▶ [Excerpted passage]:
For high school students, a grim lesson on gun violence

Cradle to Grave, a hospital-based violence prevention program, gives an unflinching look at gun violence and death

Published February 7, 2013 2:03PM (EST)

     (Cradle to Grave Facebook)
(Cradle to Grave Facebook)

Cradle to Grave, a hospital-based violence prevention program, uses grisly photographs of shooting victims and testimonials from their families to give young people from across Philadelphia, Pa. an unflinching look at the impact of guns in their community.

They are one of only a handful of such programs in the country. As reported by the New York Times:

In a darkened classroom, 15 eighth graders gasped as a photograph appeared on the screen in front of them. It showed a dead man whose jaw had been destroyed by a shotgun blast, leaving the lower half of his face a shapeless, bloody mess.

Next came a picture of the bullet-perforated legs of someone who had been shot with an AK-47 assault rifle, and then one of the bloated abdomen of a gunshot victim with internal injuries so grievous that the patient had to be fitted with a colostomy bag to replace intestines that can no longer function normally.

Collected data entries
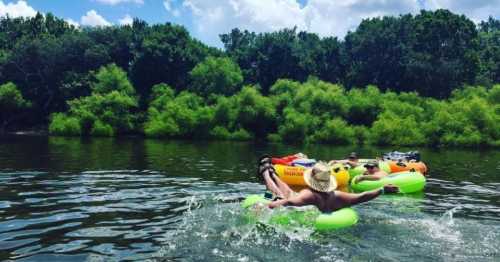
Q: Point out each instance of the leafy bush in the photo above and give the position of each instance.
(65, 126)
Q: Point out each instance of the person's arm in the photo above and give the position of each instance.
(369, 177)
(302, 199)
(353, 199)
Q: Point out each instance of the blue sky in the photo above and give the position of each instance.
(206, 19)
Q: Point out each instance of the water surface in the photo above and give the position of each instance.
(73, 199)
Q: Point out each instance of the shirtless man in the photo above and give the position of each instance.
(372, 172)
(352, 160)
(320, 192)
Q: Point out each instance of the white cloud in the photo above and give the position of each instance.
(72, 22)
(92, 18)
(115, 2)
(21, 8)
(126, 20)
(325, 17)
(476, 10)
(168, 4)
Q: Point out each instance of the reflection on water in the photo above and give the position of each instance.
(133, 199)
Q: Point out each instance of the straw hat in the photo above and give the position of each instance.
(319, 178)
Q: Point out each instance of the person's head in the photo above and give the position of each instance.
(371, 167)
(353, 157)
(319, 178)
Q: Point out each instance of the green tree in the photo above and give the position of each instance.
(109, 110)
(216, 76)
(12, 104)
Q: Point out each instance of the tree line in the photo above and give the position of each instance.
(425, 79)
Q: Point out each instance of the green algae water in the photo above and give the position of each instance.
(73, 199)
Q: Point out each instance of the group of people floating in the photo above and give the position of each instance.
(321, 185)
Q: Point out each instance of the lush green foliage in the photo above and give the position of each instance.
(12, 103)
(276, 86)
(107, 111)
(216, 76)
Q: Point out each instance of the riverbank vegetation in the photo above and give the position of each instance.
(426, 79)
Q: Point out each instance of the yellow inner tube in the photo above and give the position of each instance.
(294, 175)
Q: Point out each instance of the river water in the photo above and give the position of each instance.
(104, 199)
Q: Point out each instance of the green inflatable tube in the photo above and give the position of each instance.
(408, 182)
(353, 172)
(342, 218)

▶ [Assignment]:
Set down word for word the part of the gun violence article starting with "In a darkened" and going on through "shapeless, bloody mess.".

▶ [Your solution]:
In a darkened classroom, 15 eighth graders gasped as a photograph appeared on the screen in front of them. It showed a dead man whose jaw had been destroyed by a shotgun blast, leaving the lower half of his face a shapeless, bloody mess.